§ **Passage**
● ● ●

Description Vladimir Lomov 2017-08-16 06:23:59 UTC
Created attachment 257941 [details]
This is copy-pasted from terminal (output of journalctl -k -f)

I'm using Archlinux x86_64 and the distro ships linux kernel ver. 4.12.7. I enable BFQ scheduler using kernel parameter and udev rule:

[grub, kernel parameter]
systemd.unified_cgroup_hierarchy=1 scsi_mod.use_blk_mq=1

[udev rule]
ACTION=="add|change", KERNEL=="sd[a-z]", ATTR{queue/scheduler}="bfq"

After the boot I checked that disks are use bfq scheduler:

$ cat /sys/block/sda/queue/scheduler
mq-deadline kyber [bfq] none

Now I'm starting systemd-nspawn instance files of which are located on disk governed by bfq. This instance is used to run Yandex.Disk to synchronize files and directories. A few seconds after that system hangs. I was able to get messages from kernel (it is not 100% possible).

If I use another scheduler, kyber for example, all works fine.

Let me know if more details are needed.

P.S. I already filed bug report on distro bug tracker.

---
WBR, Vladimir Lomov
Comment 1 Vladimir Lomov 2017-08-16 06:24:55 UTC
Forgot to add url to distro bug report (it has some details)
https://bugs.archlinux.org/task/55149
Comment 2 Vladimir Lomov 2017-08-16 06:28:18 UTC
Created attachment 257943 [details]
This is collected using netcosole

This data is taken from netconsole. I had started system-nspawn instance several times to try to get something meaningful, but when kernel stuck nothing is printed. After 5 minutes watchdog restarts the system. Finally I was able to obtain something useful when I started second systemd-nspawn instance and then the first one.
Comment 3 Jens Axboe 2017-08-16 14:49:17 UTC
I have forwarded this report to Paolo, doesn't look like he has a bugzilla account.

● ● ●

§ **Recorded information**
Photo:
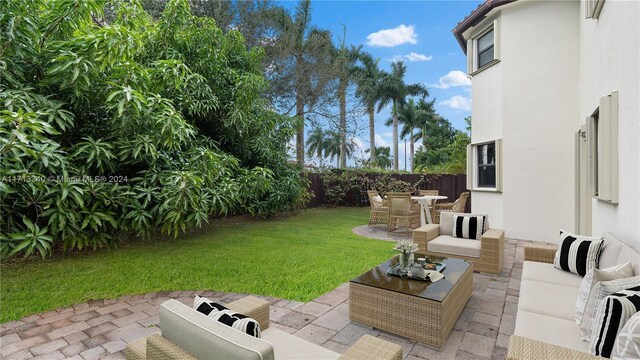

● ● ●

§ **To do**
1. According to the bug report, what does the watchdog do after 5 minutes when the kernel is stuck?
2. Please write out the part of the bug report that starts at the words "After the boot" and ends after the words "not 100% possible).".
The material was taken from a different source than the bug report.

§ **Set of answers**
1. It restarts the system.

2.
After the boot I checked that disks are use bfq scheduler:

$ cat /sys/block/sda/queue/scheduler
mq-deadline kyber [bfq] none

Now I'm starting systemd-nspawn instance files of which are located on disk governed by bfq. This instance is used to run Yandex.Disk to synchronize files and directories. A few seconds after that system hangs. I was able to get messages from kernel (it is not 100% possible).